(Stored data)
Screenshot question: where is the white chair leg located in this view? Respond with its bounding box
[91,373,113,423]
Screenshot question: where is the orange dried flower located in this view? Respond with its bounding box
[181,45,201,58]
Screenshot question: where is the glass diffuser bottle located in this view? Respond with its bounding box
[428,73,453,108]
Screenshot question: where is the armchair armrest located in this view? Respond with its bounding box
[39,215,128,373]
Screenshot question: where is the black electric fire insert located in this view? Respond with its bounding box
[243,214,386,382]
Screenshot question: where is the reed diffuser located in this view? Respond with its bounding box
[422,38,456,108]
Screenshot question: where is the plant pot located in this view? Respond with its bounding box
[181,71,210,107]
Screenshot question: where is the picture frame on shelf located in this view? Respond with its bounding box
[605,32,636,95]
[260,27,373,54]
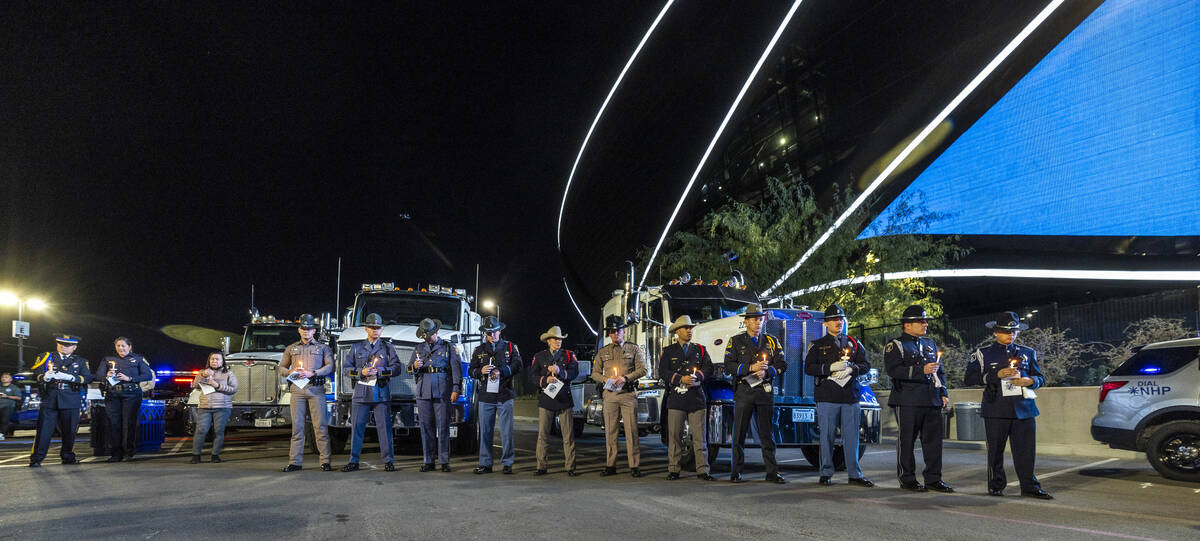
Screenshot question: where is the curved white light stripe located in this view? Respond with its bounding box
[770,269,1200,302]
[563,278,600,336]
[762,0,1063,296]
[554,0,674,252]
[637,0,804,288]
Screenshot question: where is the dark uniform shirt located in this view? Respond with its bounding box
[964,343,1045,419]
[659,343,714,411]
[529,349,580,411]
[467,339,522,404]
[725,332,787,404]
[804,335,871,404]
[883,332,950,408]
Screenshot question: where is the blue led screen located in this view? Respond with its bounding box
[860,0,1200,238]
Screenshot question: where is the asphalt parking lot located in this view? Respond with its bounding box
[0,421,1200,540]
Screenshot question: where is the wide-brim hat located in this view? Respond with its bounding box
[479,315,508,332]
[742,303,767,318]
[539,325,566,342]
[984,312,1030,331]
[416,318,442,338]
[667,315,696,332]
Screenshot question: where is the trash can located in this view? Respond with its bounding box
[954,402,988,441]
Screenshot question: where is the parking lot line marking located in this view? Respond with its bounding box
[1038,458,1120,479]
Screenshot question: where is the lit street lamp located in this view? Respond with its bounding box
[0,291,46,372]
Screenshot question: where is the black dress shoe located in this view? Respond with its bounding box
[1021,488,1054,500]
[925,481,954,494]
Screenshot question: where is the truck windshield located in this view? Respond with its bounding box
[241,326,300,351]
[354,294,462,330]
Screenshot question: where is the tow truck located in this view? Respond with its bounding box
[329,282,482,452]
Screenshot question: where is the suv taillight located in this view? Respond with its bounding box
[1100,381,1129,402]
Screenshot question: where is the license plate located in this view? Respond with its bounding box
[792,408,817,422]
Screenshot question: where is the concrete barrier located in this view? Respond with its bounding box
[876,386,1145,458]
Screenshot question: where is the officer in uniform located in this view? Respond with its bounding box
[725,305,787,485]
[804,305,875,487]
[592,315,646,477]
[29,335,91,468]
[280,314,334,471]
[408,318,462,471]
[883,305,954,492]
[95,336,154,462]
[659,315,715,481]
[342,313,401,471]
[964,312,1054,500]
[467,315,521,474]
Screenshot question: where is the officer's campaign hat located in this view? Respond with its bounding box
[54,335,79,345]
[479,315,508,332]
[416,318,442,338]
[900,305,929,323]
[984,312,1030,332]
[742,303,767,318]
[824,305,846,321]
[296,314,317,329]
[604,314,629,332]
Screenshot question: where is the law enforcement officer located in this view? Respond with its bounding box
[280,314,334,471]
[29,335,91,468]
[804,305,875,487]
[725,305,787,485]
[883,305,954,492]
[592,315,646,477]
[659,315,715,481]
[342,313,401,471]
[965,312,1054,500]
[408,318,462,471]
[95,336,154,462]
[529,325,580,477]
[467,315,521,474]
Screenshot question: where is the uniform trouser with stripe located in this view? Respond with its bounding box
[536,408,575,470]
[104,392,142,458]
[667,408,708,475]
[817,402,863,479]
[416,398,450,464]
[29,403,79,462]
[983,417,1042,492]
[604,391,642,468]
[731,401,779,477]
[350,402,392,463]
[290,385,334,465]
[893,405,943,485]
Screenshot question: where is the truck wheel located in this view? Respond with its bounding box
[1146,421,1200,482]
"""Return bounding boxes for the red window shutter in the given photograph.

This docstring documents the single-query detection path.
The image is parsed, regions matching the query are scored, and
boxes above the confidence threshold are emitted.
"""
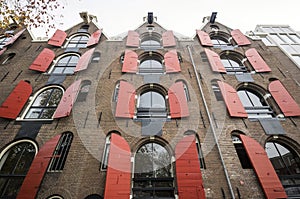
[29,48,55,72]
[164,50,181,73]
[48,30,67,47]
[162,30,176,47]
[126,30,140,47]
[168,81,190,118]
[175,135,205,199]
[269,80,300,117]
[196,30,213,47]
[74,48,95,72]
[53,80,81,118]
[218,81,248,117]
[231,29,251,46]
[87,30,102,47]
[17,135,61,199]
[204,49,226,73]
[104,133,131,199]
[115,81,135,118]
[5,29,26,46]
[240,135,287,199]
[0,80,32,119]
[245,48,271,72]
[122,50,138,73]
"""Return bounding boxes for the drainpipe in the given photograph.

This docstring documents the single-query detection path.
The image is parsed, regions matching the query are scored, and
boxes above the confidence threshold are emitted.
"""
[186,45,235,199]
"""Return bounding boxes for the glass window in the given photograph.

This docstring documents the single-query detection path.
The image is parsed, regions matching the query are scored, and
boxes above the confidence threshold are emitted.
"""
[237,89,273,118]
[0,140,37,198]
[48,132,73,171]
[231,135,252,169]
[139,59,164,73]
[66,35,89,48]
[0,36,11,50]
[220,54,247,74]
[132,142,175,199]
[51,54,79,74]
[211,80,223,101]
[289,34,300,43]
[265,141,300,198]
[24,87,63,119]
[76,80,92,102]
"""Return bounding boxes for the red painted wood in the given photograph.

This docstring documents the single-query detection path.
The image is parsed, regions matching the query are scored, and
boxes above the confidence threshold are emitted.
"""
[240,135,287,199]
[175,135,205,199]
[126,30,140,48]
[48,30,67,47]
[115,81,136,118]
[87,30,102,47]
[164,50,181,73]
[168,81,190,118]
[29,48,55,72]
[204,48,226,73]
[104,133,131,199]
[0,47,7,55]
[53,80,81,118]
[196,30,213,47]
[17,135,61,199]
[231,29,251,46]
[74,48,95,72]
[122,50,138,73]
[0,80,32,119]
[245,48,271,72]
[269,80,300,117]
[5,29,26,46]
[218,81,248,117]
[162,30,176,47]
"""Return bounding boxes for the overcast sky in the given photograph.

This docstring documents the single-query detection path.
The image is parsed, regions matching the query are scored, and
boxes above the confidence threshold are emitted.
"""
[30,0,300,37]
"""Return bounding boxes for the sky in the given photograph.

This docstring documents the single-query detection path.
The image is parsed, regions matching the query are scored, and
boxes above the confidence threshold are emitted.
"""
[34,0,300,37]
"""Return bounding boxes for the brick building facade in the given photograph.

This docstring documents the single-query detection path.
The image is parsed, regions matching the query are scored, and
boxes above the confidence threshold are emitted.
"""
[0,13,300,199]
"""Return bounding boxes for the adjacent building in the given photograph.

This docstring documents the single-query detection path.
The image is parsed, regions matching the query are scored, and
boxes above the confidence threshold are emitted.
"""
[0,13,300,199]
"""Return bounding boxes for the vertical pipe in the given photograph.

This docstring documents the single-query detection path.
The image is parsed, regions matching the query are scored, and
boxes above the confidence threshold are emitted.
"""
[186,45,235,199]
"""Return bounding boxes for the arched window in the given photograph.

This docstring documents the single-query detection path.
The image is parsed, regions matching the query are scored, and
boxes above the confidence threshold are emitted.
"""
[84,194,102,199]
[237,88,273,118]
[47,195,64,199]
[2,53,16,64]
[66,34,89,48]
[23,86,64,119]
[231,132,252,169]
[265,139,300,198]
[0,35,12,50]
[139,52,164,74]
[184,130,206,169]
[91,52,100,63]
[137,90,167,118]
[220,53,247,74]
[0,140,38,198]
[48,132,73,172]
[101,131,120,171]
[141,32,161,50]
[50,53,79,74]
[211,79,223,101]
[132,142,175,198]
[176,80,191,101]
[76,80,92,102]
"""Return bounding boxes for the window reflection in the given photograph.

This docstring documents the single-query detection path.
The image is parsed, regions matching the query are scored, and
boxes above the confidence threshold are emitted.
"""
[0,141,36,198]
[25,87,63,119]
[133,143,174,198]
[237,89,273,118]
[265,141,300,197]
[51,54,79,74]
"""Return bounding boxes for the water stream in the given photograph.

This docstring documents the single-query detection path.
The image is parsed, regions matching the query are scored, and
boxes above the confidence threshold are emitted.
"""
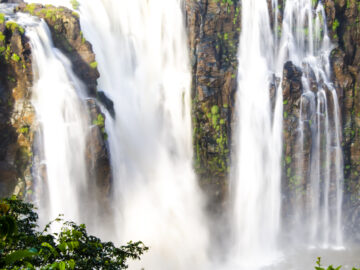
[2,0,359,270]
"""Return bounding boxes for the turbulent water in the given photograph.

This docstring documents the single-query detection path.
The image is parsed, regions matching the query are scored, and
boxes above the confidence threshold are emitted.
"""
[232,0,282,267]
[2,0,358,270]
[26,0,208,269]
[80,0,207,269]
[232,0,343,267]
[277,0,343,248]
[6,13,103,230]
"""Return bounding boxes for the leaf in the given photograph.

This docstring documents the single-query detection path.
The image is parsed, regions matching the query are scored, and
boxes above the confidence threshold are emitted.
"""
[5,250,37,264]
[59,262,66,270]
[41,242,59,257]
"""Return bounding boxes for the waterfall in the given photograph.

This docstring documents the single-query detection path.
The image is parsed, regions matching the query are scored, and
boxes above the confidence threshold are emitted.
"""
[274,0,343,248]
[21,0,208,269]
[232,0,282,269]
[80,0,207,269]
[17,14,93,229]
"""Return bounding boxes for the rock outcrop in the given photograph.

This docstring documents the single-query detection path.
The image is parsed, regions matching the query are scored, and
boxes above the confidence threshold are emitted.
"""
[0,4,111,198]
[0,17,35,196]
[16,4,100,97]
[186,0,240,211]
[325,0,360,240]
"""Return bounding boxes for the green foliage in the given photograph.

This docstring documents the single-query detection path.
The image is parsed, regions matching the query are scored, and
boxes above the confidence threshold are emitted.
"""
[70,0,80,10]
[6,22,25,35]
[315,257,360,270]
[0,197,148,269]
[0,13,5,24]
[93,114,105,127]
[19,127,29,134]
[90,61,97,69]
[24,4,36,15]
[11,53,20,62]
[0,32,5,42]
[332,19,340,38]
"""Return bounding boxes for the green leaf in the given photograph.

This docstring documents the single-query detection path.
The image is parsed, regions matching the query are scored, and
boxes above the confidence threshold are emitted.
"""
[5,250,37,265]
[41,242,59,257]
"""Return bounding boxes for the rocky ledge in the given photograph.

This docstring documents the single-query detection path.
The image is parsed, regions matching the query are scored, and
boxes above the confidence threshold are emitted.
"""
[0,3,111,198]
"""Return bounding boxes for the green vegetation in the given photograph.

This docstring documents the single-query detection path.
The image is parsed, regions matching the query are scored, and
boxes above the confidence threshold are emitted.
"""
[0,197,148,270]
[93,113,108,140]
[70,0,80,10]
[332,19,340,38]
[19,127,29,134]
[24,4,36,15]
[11,53,20,62]
[0,13,5,24]
[90,61,97,69]
[315,257,360,270]
[0,32,5,42]
[6,22,25,35]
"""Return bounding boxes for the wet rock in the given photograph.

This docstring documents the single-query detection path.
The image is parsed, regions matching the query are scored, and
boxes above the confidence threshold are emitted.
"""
[0,17,36,196]
[186,0,240,211]
[86,99,111,199]
[17,4,100,97]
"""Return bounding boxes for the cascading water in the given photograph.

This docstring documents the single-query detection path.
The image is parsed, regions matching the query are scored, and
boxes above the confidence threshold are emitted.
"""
[274,0,343,247]
[80,0,207,269]
[23,0,207,269]
[232,0,282,269]
[17,14,97,229]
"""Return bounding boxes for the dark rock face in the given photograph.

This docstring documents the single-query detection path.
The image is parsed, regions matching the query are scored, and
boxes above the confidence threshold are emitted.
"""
[186,0,240,211]
[0,17,36,196]
[17,4,100,97]
[0,4,111,198]
[325,0,360,236]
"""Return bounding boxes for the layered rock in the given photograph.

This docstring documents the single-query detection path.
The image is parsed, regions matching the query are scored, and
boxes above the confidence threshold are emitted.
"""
[0,17,36,196]
[17,4,100,97]
[186,0,240,210]
[325,0,360,236]
[0,4,111,198]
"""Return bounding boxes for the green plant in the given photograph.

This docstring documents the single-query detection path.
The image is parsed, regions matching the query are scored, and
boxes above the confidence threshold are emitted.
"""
[90,61,97,69]
[315,257,360,270]
[0,13,5,24]
[0,197,148,270]
[11,53,20,62]
[70,0,80,10]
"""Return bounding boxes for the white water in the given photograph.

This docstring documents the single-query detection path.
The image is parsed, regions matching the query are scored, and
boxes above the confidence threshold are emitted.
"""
[12,0,350,269]
[277,0,343,248]
[232,0,282,269]
[22,0,208,269]
[80,0,207,269]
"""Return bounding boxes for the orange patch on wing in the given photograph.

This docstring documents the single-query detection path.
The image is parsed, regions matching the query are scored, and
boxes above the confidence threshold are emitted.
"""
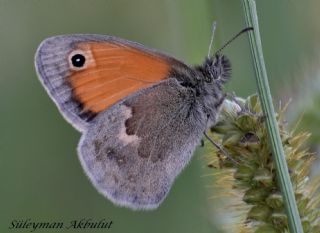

Required task → Copy out verbatim the lines of the items from the line containing "green leaf in the given photograph." through the line containing "[0,3,111,198]", including both of those lines.

Solution to this exercise →
"""Return bounding boxes for the green leaf in the given photograph.

This docstring documents the single-query detection path.
The image is parsed, regions matching the query are scored, and
boxes above the confidence threshold are emitted.
"""
[5,250,37,265]
[41,242,59,257]
"""Return bounding boxes for the rocky ledge in the given photograph.

This docstring documents the single-query detection path.
The image is parsed, regions matching the query are scored, and
boxes above the confidence threshold are emitted.
"""
[0,3,111,198]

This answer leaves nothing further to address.